What the exercise asks:
Which lines in the entries below contain the word "instance", matching case? Find each one and copy it in full.

Provided data:

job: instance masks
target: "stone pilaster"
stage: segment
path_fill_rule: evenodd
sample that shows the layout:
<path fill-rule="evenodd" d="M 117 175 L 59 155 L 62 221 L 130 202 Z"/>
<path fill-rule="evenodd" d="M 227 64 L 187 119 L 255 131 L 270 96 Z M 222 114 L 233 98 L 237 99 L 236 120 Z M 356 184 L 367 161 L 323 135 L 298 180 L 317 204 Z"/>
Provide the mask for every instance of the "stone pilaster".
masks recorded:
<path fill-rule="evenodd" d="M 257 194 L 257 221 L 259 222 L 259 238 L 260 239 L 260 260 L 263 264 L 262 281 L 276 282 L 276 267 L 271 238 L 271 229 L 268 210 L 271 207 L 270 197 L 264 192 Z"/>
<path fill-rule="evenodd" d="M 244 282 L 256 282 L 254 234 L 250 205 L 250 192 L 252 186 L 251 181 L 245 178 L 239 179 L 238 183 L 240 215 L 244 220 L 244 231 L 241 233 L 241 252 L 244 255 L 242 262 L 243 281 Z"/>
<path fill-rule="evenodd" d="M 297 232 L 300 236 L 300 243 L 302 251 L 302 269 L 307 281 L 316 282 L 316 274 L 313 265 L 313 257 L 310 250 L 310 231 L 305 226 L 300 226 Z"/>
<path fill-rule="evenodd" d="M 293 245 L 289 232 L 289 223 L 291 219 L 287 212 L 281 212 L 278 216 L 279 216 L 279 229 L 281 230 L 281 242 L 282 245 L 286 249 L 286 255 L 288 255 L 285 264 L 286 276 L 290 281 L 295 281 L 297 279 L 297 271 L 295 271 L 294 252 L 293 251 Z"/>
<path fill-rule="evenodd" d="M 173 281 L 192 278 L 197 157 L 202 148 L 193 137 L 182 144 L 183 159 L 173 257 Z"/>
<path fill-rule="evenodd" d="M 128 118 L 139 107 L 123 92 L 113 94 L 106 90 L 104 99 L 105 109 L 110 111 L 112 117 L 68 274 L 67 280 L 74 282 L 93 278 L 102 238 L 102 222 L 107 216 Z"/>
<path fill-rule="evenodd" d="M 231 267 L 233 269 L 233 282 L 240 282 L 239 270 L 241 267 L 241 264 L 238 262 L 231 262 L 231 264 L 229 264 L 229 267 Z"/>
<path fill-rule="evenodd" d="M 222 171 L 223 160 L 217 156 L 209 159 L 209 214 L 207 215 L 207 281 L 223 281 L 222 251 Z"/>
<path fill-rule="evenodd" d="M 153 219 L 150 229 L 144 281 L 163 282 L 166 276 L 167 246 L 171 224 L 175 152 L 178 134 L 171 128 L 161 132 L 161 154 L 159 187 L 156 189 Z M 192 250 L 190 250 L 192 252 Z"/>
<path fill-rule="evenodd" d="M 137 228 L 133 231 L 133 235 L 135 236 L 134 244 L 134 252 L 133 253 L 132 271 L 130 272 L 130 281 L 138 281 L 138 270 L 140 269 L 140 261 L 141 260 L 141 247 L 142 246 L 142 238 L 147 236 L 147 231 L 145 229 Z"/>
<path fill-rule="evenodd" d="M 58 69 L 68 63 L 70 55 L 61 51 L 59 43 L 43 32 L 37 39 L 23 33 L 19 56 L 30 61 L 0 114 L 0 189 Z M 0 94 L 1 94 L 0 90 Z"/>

Exercise result:
job: instance masks
Provide the mask for every instance of the "stone pilaster".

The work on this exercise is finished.